> _What to produce_:
Go through the material and copy each line in which the word "tree" shows up.

> _Source data_:

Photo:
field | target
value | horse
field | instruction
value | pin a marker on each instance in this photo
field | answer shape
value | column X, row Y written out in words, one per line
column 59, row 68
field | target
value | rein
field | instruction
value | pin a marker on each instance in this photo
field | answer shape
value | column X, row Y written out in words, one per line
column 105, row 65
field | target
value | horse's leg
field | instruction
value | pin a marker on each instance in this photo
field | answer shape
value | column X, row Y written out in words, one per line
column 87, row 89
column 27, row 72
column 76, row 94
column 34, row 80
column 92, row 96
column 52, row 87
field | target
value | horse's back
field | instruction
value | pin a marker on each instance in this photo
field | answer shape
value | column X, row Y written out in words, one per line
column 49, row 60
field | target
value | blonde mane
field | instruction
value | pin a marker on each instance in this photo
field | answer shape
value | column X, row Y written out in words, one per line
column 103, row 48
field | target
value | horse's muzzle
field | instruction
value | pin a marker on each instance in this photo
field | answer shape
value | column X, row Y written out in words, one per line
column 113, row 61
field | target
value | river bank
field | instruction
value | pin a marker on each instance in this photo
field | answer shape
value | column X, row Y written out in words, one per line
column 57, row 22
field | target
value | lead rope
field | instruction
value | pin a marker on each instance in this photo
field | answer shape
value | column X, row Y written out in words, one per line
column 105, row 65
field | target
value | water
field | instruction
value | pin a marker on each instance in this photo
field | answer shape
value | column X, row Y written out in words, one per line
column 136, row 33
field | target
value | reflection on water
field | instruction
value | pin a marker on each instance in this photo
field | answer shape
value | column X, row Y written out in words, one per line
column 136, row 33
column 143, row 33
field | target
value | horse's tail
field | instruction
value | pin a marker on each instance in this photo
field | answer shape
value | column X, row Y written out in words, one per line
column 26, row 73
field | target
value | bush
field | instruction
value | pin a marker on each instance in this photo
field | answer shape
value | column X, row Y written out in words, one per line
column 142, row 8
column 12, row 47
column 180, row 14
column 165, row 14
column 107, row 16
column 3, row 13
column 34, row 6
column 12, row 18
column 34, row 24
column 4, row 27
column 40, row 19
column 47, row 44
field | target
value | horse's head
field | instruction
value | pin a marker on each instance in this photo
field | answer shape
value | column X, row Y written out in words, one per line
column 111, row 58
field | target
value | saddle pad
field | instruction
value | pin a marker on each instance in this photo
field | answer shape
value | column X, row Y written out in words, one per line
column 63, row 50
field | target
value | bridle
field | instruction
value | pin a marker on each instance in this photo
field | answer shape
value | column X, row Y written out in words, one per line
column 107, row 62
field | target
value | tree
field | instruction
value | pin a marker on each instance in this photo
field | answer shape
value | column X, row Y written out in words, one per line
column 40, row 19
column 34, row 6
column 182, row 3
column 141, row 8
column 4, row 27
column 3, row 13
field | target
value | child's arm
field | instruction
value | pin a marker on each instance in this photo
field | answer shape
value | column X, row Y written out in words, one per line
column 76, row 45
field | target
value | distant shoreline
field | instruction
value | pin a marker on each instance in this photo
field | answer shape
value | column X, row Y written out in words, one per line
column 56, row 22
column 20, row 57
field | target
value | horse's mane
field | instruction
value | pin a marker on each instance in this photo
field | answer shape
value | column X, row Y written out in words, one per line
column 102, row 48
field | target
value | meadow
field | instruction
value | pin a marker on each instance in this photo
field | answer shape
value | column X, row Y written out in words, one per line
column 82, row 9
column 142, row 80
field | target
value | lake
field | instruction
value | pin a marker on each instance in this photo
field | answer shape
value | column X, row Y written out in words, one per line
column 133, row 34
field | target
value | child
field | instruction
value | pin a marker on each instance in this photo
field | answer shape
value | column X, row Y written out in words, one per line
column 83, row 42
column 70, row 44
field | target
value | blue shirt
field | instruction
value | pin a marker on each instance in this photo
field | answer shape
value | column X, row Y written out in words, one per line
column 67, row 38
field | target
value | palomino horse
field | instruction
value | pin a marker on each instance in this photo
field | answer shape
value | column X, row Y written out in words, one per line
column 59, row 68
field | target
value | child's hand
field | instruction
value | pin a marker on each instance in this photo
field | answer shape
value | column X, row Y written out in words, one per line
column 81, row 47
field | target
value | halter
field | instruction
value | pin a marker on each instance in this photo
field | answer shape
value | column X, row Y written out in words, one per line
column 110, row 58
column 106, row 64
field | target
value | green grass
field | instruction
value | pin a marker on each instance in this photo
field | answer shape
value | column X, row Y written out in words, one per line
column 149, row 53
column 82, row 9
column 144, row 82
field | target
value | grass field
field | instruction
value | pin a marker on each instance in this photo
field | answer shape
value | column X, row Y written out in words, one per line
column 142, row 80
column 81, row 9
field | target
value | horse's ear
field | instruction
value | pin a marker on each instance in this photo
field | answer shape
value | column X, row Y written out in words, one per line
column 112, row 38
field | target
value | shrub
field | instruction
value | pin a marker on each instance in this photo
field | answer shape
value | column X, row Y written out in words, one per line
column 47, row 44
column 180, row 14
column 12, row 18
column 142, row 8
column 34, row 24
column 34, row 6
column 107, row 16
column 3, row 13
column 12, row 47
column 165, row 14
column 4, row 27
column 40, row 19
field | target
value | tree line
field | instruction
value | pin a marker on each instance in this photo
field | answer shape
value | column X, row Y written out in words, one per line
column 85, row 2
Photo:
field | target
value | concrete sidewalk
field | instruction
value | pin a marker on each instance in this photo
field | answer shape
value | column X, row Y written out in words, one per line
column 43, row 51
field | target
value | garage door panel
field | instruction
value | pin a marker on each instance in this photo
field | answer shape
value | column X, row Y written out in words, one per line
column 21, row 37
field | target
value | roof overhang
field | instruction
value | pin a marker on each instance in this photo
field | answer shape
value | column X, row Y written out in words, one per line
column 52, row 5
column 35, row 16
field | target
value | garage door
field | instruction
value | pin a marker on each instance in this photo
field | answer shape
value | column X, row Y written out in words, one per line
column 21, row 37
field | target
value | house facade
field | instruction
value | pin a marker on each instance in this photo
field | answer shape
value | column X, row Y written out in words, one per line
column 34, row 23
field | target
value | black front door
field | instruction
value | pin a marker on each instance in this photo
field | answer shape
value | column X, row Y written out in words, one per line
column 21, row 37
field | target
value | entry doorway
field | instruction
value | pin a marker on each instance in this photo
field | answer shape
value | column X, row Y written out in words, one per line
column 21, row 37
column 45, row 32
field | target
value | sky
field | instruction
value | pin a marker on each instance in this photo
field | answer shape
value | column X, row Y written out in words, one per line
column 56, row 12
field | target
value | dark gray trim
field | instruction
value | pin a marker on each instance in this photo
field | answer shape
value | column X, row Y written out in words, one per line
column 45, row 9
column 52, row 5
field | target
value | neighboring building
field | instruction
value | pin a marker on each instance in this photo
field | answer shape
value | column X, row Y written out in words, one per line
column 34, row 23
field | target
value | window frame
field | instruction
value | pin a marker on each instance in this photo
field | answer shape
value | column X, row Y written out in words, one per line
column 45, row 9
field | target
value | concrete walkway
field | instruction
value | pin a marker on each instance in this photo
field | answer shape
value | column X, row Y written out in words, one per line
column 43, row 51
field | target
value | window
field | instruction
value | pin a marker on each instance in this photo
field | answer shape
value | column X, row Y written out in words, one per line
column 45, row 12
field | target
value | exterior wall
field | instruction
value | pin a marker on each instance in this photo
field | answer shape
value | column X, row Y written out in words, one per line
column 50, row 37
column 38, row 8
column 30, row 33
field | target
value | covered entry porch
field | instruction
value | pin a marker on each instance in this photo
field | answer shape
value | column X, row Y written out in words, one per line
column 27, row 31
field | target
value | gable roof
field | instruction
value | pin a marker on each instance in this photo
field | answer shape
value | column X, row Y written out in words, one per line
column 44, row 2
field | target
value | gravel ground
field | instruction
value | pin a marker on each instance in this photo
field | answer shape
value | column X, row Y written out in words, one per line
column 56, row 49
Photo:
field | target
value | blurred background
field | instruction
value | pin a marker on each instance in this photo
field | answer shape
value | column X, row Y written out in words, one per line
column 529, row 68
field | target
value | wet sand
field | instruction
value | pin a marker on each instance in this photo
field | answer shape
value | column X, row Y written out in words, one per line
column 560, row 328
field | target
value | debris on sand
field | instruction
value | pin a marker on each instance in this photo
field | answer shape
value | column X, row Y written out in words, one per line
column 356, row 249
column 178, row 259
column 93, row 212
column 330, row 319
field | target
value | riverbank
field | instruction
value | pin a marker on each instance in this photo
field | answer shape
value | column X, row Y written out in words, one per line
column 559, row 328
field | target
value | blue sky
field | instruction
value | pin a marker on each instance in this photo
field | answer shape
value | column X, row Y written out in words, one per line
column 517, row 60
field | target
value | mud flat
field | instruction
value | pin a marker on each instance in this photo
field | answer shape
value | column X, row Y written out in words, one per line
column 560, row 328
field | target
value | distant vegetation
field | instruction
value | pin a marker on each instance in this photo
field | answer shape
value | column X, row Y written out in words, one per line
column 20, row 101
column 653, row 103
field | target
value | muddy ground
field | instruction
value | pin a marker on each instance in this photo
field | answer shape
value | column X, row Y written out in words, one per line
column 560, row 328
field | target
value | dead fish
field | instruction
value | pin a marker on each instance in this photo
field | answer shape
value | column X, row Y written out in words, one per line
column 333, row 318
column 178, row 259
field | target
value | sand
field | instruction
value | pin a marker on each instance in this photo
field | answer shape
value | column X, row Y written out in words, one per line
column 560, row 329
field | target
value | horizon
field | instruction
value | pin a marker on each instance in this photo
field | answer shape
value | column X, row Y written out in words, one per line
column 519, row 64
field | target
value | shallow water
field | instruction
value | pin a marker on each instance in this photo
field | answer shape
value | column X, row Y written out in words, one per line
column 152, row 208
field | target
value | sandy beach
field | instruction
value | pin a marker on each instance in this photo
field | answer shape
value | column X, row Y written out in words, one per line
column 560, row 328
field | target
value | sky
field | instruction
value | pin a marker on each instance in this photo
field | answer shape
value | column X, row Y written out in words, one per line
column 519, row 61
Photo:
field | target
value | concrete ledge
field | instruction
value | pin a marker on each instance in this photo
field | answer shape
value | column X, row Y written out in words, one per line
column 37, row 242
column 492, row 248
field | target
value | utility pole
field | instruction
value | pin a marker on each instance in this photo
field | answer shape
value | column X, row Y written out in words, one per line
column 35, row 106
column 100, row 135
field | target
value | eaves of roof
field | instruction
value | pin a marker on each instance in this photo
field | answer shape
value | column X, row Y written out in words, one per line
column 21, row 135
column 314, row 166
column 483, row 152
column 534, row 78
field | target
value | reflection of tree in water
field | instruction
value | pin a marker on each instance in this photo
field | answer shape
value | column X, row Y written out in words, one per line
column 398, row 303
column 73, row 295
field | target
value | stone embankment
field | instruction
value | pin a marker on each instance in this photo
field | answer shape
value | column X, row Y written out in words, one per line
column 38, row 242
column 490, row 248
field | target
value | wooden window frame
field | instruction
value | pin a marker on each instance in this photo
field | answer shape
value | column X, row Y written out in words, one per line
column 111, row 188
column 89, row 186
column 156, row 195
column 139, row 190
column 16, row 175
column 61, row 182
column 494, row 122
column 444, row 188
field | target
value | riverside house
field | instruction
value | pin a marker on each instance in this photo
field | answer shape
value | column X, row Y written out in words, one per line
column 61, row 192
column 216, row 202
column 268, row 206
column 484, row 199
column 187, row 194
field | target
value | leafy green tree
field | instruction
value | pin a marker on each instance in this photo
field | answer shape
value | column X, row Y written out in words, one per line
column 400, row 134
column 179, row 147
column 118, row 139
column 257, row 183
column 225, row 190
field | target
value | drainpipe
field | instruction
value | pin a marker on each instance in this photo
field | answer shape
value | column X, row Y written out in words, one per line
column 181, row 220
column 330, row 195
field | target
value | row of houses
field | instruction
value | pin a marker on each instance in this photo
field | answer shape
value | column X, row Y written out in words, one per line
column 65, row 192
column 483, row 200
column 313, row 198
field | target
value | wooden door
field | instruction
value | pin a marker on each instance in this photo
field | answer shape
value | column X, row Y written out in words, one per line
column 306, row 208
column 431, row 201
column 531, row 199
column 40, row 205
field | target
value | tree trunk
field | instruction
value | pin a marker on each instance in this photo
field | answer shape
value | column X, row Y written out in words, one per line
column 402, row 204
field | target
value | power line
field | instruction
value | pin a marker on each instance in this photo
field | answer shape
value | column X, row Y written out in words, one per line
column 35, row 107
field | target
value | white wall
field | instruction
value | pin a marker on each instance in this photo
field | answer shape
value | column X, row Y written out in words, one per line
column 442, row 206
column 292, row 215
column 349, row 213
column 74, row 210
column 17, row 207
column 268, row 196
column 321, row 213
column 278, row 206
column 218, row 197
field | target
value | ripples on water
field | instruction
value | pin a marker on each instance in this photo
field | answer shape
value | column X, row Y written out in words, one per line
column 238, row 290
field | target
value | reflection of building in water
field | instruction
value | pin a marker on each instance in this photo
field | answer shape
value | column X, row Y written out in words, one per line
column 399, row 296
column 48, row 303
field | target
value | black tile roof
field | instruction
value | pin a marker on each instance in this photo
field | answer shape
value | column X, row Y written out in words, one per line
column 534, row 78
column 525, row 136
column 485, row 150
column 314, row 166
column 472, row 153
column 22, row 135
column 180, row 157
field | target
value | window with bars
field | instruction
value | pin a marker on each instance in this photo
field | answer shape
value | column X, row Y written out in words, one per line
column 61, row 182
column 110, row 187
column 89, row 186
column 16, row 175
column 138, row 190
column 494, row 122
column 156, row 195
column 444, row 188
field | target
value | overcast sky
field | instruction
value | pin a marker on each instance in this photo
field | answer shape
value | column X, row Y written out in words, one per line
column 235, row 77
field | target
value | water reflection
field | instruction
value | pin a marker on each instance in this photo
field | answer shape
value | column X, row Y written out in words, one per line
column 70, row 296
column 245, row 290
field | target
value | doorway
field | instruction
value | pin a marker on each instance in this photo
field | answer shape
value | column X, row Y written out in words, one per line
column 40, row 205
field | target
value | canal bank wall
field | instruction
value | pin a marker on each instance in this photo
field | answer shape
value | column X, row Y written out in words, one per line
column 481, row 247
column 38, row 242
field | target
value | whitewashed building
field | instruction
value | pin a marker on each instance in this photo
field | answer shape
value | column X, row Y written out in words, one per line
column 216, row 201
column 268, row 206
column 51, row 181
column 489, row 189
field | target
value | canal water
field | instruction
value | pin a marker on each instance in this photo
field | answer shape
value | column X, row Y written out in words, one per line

> _Output for this task_:
value | tree
value | tree line
value | reflection of tree in water
value | leafy green tree
value | tree trunk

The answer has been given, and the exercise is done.